- [Coordinate annotation entries]
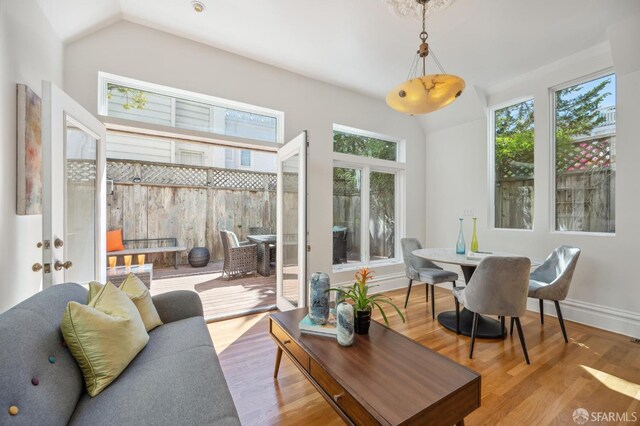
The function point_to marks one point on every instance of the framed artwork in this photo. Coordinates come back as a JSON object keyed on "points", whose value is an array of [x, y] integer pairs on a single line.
{"points": [[29, 167]]}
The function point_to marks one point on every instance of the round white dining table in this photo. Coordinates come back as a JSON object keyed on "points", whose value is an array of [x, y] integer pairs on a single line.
{"points": [[488, 328]]}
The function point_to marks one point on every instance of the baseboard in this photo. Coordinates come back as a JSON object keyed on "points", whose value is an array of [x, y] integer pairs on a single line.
{"points": [[599, 316]]}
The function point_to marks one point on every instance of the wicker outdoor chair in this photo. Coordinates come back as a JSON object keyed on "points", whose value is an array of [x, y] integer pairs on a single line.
{"points": [[263, 230], [241, 258]]}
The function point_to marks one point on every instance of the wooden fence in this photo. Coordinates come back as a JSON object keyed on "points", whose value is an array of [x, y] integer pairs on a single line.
{"points": [[189, 203]]}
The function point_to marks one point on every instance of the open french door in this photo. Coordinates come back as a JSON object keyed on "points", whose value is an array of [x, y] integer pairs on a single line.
{"points": [[74, 186], [291, 258]]}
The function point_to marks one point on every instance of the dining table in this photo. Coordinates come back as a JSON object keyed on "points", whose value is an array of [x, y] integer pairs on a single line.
{"points": [[488, 328], [264, 243]]}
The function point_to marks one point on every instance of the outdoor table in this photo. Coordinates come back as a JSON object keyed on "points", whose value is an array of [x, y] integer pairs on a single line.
{"points": [[263, 242], [488, 328]]}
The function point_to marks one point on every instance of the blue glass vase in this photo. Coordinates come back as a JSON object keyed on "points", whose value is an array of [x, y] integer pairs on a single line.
{"points": [[345, 324], [319, 297], [461, 247]]}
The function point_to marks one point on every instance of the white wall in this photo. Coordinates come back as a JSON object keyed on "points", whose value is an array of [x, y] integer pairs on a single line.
{"points": [[31, 52], [605, 290], [141, 53]]}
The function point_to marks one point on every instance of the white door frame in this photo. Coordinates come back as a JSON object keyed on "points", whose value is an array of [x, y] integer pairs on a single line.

- [Exercise]
Could you write out the records again, requests included, starting at the line that contains "the white wall" and stopping at the end of the records, with every coordinate in the answers shifted up by 21?

- [Solution]
The function point_to marks one point on every instance of the white wall in this photo. Coordinates come back as a JSON object keyed on "points", whose value is an array of [x, y] integer pairs on a single line.
{"points": [[52, 73], [626, 311], [162, 74]]}
The function point_to marks one point on every instance of the white door frame in this photo. Coordinates come back as a JSON object keyed on "points", whose value is an array of [x, y] integer pairs on a single line.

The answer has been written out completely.